Трактовка Харриса отличается простотой и элегантностью, и ее можно свести к ряду взаимосвязанных тезисов. В ее центре находится Сталин, но не как безумный диктатор, заинтересованный исключительно в консолидации личной власти, а как революционер, беззаветно преданный ленинской версии марксизма, которая для него свелась к проекту построения социализма в СССР. Решение этой задачи в «мелкобуржуазной среде» и в обстановке «капиталистического окружения» требовало постоянной бдительности, ибо враги были в буквальном смысле повсюду, как внутри, так и вне страны. К тому же, считали Сталин и другие большевики, враги внешние устанавливали связи с врагами внутренними, с которыми у них были одни и те же цели – подорвать усилия по строительству социализма, не допустить его торжества. Сталин считал эти установки само собой разумеющимися, и именно они легли в основу его понимания внутренних и внешних процессов. Важнейшими источниками информации для Сталина были сводки ОГПУ-НКВД. Этот источник был, однако, ущербен, поскольку чекисты были заинтересованы преувеличивать угрозы, тем самым доказывая свою нужность режиму. Еще хуже было то, что Сталин не верил в возможность добросовестной ошибки. Начиная с 1930-х годов он все больше был склонен видеть в любом недостатке, любом провале проявление работы вражеских сил. Некоторые чекисты, в обход своего наркома Генриха Ягоды, подавали свои разработки на стол Сталину, который подчас давал указание начать расследование «вредительской деятельности»; таково было, например, происхождение «шахтинского дела» 1930 г. В период индустриализации положение особенно обострилось, поскольку провалов было очень много, в основном из-за чудовищно нереалистичных плановых контрольных цифр и всеобщего хаоса, царившего в советской экономике. Сталин, однако, упорно отказывался распознать корень проблем в собственной нереалистической стратегии и упорно искал врагов повсюду, в особенности среди «буржуазных» специалистов. Расправа с кулаками была из той же серии – их обвиняли в организации крестьянского сопротивления коллективизации, хотя колхозы были отвратительны для всего крестьянства, не только кулаков, и таким образом проблема состояла в самой избранной цели – коллективизации, а не в сопротивлении «кулачества».

◆ ◆ ◆ ◆

Условие задания → Что, согласно тексту о трактовке Харриса, служило для Сталина важнейшим источником информации?

(Данные, извлечённые из коллекции)
◆ ◆ ◆ ◆

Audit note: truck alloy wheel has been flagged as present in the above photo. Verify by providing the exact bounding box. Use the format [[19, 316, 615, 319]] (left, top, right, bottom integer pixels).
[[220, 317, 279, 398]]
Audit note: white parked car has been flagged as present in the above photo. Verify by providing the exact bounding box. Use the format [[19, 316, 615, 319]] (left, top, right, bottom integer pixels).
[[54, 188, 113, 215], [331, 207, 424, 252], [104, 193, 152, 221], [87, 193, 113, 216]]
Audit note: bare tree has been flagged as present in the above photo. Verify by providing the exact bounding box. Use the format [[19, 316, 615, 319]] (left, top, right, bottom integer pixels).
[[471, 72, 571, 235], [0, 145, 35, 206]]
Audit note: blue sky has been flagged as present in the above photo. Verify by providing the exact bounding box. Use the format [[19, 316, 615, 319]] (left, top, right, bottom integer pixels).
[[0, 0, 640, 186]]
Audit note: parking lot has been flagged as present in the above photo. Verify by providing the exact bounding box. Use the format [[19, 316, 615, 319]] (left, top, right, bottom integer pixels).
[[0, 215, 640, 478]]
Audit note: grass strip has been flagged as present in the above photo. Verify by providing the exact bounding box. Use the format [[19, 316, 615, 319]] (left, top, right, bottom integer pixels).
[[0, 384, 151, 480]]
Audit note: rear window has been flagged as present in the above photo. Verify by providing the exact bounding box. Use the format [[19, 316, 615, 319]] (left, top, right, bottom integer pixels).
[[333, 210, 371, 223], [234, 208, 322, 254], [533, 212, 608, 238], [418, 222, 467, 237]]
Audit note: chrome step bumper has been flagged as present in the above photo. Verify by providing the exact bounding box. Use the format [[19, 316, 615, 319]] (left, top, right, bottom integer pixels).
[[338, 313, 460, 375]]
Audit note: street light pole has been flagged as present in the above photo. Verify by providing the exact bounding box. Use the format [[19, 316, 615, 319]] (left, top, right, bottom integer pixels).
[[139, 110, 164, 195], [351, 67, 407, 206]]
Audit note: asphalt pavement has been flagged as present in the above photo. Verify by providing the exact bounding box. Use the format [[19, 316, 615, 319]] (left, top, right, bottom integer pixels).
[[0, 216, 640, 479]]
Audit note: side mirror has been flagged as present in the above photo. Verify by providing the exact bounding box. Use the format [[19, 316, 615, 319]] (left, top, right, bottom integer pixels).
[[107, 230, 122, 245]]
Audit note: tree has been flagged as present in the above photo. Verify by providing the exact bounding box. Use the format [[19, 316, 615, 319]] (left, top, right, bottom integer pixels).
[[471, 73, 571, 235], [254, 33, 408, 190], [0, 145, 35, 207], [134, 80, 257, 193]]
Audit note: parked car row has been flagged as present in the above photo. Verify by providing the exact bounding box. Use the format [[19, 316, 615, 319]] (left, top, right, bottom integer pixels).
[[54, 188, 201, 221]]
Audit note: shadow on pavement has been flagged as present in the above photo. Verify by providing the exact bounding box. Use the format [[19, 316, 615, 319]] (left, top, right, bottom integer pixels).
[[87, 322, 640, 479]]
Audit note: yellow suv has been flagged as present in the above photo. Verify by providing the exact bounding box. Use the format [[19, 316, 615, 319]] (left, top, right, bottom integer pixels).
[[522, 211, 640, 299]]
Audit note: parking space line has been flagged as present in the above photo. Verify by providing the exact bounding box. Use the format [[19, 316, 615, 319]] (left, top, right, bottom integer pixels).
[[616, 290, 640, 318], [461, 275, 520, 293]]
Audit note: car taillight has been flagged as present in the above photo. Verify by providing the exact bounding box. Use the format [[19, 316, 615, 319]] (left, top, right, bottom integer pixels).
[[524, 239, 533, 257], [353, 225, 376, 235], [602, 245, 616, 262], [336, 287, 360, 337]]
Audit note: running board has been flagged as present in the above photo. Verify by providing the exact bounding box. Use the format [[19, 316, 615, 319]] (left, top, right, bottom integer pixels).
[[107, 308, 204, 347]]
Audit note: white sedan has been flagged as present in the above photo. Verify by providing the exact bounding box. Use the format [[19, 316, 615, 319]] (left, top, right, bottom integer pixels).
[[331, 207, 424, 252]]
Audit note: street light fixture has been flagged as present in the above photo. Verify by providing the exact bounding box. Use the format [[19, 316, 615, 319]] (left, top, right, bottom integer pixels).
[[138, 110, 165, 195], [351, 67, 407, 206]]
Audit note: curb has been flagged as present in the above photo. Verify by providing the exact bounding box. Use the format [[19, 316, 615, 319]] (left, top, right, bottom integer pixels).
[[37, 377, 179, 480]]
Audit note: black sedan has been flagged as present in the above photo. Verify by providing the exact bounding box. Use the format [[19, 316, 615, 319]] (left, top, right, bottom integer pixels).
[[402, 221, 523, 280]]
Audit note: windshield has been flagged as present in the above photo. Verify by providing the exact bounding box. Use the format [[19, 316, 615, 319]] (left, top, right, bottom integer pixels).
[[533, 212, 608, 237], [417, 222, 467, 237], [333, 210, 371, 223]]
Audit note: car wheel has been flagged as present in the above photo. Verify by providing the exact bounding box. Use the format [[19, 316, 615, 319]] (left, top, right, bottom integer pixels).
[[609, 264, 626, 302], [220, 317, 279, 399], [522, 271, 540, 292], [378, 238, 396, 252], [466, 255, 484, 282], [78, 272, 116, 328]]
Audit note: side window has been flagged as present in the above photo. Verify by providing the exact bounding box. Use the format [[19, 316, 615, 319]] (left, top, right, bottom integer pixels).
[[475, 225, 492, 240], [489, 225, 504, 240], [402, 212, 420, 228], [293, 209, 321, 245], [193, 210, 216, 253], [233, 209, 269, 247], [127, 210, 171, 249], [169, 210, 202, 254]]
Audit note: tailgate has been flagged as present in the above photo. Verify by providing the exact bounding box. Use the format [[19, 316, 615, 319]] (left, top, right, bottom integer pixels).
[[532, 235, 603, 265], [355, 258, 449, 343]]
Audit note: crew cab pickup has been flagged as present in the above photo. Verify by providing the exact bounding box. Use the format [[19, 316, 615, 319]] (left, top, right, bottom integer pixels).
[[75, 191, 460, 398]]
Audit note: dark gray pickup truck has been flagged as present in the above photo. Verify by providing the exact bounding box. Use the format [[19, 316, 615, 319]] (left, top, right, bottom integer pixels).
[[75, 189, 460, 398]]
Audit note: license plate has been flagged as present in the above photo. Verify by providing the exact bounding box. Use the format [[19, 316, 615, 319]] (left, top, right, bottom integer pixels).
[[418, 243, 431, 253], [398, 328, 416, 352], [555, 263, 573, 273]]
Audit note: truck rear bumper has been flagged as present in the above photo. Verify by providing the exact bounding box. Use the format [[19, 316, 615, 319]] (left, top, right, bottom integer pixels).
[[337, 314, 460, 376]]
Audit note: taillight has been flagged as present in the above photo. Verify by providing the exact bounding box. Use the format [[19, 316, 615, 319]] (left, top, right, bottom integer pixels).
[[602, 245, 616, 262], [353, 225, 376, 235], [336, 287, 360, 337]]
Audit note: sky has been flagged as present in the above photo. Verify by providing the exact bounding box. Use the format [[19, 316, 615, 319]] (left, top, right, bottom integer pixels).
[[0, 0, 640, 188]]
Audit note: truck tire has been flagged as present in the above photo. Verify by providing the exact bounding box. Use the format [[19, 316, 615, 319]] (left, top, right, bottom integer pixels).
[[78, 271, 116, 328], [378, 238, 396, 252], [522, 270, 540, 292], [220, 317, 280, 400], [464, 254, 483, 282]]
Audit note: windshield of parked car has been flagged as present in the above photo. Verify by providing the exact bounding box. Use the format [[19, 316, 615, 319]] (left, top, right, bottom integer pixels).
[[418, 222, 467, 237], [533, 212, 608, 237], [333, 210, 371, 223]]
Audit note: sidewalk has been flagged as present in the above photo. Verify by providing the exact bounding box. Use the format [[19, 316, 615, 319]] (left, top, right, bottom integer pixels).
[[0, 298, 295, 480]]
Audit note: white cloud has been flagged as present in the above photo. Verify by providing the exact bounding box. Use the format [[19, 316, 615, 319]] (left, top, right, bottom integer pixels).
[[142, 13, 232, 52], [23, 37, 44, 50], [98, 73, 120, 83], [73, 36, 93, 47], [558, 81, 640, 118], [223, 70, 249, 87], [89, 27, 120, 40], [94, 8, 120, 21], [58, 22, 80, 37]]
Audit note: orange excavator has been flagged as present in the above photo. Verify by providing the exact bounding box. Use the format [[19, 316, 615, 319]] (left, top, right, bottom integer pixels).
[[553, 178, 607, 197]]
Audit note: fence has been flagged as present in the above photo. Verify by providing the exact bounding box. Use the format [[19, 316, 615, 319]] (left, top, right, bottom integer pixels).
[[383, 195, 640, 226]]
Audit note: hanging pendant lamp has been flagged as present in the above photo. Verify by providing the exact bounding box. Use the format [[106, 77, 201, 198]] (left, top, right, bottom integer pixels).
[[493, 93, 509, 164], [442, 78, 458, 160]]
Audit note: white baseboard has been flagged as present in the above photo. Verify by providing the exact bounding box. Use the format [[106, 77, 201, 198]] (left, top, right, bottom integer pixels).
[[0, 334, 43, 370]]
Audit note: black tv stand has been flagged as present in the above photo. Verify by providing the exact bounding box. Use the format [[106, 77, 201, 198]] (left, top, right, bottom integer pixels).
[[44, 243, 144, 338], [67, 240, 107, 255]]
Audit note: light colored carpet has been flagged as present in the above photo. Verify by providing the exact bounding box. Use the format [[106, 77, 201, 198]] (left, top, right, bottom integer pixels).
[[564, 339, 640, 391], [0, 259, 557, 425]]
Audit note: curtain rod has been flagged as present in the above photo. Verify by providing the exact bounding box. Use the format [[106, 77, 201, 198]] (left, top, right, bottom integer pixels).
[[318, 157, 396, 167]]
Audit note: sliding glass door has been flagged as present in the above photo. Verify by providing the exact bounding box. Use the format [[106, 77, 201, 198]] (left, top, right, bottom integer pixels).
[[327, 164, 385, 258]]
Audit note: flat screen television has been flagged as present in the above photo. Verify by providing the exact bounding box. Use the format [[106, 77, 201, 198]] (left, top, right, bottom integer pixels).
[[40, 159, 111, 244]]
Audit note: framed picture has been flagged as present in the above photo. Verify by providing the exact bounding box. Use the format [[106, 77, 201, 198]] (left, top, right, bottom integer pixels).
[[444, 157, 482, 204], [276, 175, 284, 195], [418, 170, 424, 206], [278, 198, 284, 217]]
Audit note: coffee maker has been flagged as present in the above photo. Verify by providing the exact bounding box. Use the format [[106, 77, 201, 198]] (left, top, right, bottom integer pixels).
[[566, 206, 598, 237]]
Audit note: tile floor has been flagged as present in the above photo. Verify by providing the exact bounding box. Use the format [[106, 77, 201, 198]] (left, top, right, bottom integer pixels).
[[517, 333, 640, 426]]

◆ ◆ ◆ ◆

Ответ к заданию → Сводки ОГПУ-НКВД.